TASK DETAILS:
Give all of the records below as a two-column CSV with the columns input and output, one row per record. Put the text and the answer in one quoted field each, and turn any line breaks into spaces.

DATA SUPPLIED:

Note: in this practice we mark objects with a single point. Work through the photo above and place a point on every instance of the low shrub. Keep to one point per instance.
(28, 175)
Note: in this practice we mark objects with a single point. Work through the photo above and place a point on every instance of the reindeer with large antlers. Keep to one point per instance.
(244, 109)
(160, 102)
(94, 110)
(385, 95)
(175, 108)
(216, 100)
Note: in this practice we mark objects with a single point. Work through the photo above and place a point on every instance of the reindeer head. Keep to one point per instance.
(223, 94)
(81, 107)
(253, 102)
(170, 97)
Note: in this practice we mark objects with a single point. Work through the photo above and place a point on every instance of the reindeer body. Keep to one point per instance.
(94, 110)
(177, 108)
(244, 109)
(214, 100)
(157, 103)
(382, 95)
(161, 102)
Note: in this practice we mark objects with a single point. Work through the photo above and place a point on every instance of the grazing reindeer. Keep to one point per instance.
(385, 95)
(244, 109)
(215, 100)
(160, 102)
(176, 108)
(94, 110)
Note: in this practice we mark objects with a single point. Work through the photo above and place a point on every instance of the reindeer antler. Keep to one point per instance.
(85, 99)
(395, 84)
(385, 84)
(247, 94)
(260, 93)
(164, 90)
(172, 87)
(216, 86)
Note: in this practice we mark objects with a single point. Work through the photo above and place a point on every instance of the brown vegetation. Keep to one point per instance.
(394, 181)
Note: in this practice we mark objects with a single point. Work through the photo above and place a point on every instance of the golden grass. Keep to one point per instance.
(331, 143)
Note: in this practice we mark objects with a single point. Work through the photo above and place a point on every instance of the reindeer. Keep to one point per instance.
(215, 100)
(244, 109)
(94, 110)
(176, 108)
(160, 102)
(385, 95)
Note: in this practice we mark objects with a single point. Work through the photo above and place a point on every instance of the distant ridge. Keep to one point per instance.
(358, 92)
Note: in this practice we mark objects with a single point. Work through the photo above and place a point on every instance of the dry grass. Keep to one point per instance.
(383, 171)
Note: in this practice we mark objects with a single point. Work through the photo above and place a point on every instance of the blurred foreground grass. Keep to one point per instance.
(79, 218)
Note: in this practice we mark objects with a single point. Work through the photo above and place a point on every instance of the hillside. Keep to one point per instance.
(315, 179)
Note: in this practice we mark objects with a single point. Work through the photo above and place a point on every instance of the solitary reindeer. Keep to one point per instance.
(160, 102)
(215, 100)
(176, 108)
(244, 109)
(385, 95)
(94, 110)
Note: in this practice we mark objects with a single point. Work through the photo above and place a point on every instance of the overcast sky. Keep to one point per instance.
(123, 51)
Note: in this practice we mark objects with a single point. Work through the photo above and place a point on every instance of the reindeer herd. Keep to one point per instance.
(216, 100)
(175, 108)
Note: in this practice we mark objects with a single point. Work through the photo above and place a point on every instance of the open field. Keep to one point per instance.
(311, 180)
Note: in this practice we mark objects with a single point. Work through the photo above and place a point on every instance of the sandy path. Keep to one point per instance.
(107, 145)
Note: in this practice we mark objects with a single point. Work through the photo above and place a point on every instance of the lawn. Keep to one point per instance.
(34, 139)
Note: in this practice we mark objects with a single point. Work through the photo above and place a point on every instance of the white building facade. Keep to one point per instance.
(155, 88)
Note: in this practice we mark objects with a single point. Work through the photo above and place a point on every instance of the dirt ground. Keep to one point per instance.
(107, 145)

ANSWER TO THIS PROBLEM:
input,output
"Note: in this practice we mark objects with a single point. Work through the photo above and place a point on every instance of the low shrub. Keep to one point per instance.","(28, 175)"
"Note: in this practice we mark objects with a single point. Work through the photo above and place a point on every instance of the reindeer with large antlers. Keep to one point per instance.","(244, 109) (160, 102) (94, 110) (385, 95) (175, 108) (216, 100)"
"Note: in this practice we mark objects with a single point. Work through the photo above and place a point on every instance of the reindeer head. Keep to one point per instance.","(223, 94) (81, 107) (253, 102) (170, 97)"
"Note: in this practice we mark objects with a single point. Work through the photo above and place a point on every instance of the reindeer body. Keep to one point per instance.","(94, 110) (177, 108) (244, 109) (214, 100) (157, 103) (382, 95) (161, 102)"
"Note: in this practice we mark objects with a single point. Work through the photo above and place a point on every instance of the grazing reindeer. Keep to one point per instance.","(385, 95) (244, 109) (215, 100) (160, 102) (176, 108) (94, 110)"
"Note: in this practice we mark objects with a single point. Work through the photo above and place a point on every instance of the reindeer antler. Keep to one point per instance.","(85, 99) (395, 84) (385, 84) (247, 94) (260, 93) (164, 90) (172, 87) (216, 86)"
"Note: in this practice we mark objects with a single point. Work through the photo above and place a point on every instance of the brown vegetation. Keep to one point per instance.","(394, 181)"
"Note: in this practice we mark objects with a single point. Work through the photo above and place a point on every instance of the golden grass. Keep to one point per instance.","(331, 143)"
"Note: in this practice we mark objects with a single point. Work through the photo above and place a point on every instance of the reindeer. Keep to one point per instance.","(215, 100) (244, 109) (94, 110) (176, 108) (160, 102) (385, 95)"
"Note: in this practice we mark objects with a single point. Work through the photo above and place a point on every instance of the distant ridge. Keep to one point per instance.","(358, 92)"
"Note: in this practice we mark objects with a single point. Work through the photo above and place a point on every instance of the dry grass. Keep to one point per instance.","(383, 171)"
"Note: in this practice we mark objects with a single point. Work through the photo above and place a point on every instance of the blurred foreground grass. Keep to one point per instance.","(79, 218)"
"Note: in this practice we mark objects with a single point. Work through the photo above and place a point on every instance of the hillside. Keep to one point per instance.","(315, 179)"
"Note: in this practice we mark objects with a single point. Work through the photo above and place a point on every instance of the solitary reindeer. Keep to one point per instance.","(160, 102) (215, 100) (176, 108) (244, 109) (385, 95) (94, 110)"
"Note: in this practice we mark objects with a single point. Work through the photo above and place a point on every instance of the overcast sky. Keep to one point per instance.","(123, 51)"
"Note: in this practice we mark objects with a single point. Work through the photo above and place a point on every instance of the reindeer herd. Keep to one point per instance.","(216, 100) (175, 108)"
"Note: in this practice we mark objects with a single point. Work through the photo above and place a point on every instance of the open field. Keep to one point per instance.","(311, 180)"
"Note: in this practice we mark objects with a single point. Work through the photo above and place a point on every instance of the sandy path. Keep to one point per instance.","(107, 145)"
"Note: in this practice we mark objects with a single point. Work through the photo above and place a point on every instance of the lawn. Keep to one point per instance.","(34, 139)"
"Note: in this practice we mark objects with a single point. Work through the photo above and place a point on every instance of the white building facade. Keep to one point per instance.","(155, 88)"
"Note: in this practice we mark objects with a single point. Work through the photo above and place a point on every instance of the dirt ground. Keep to one point per instance.","(107, 145)"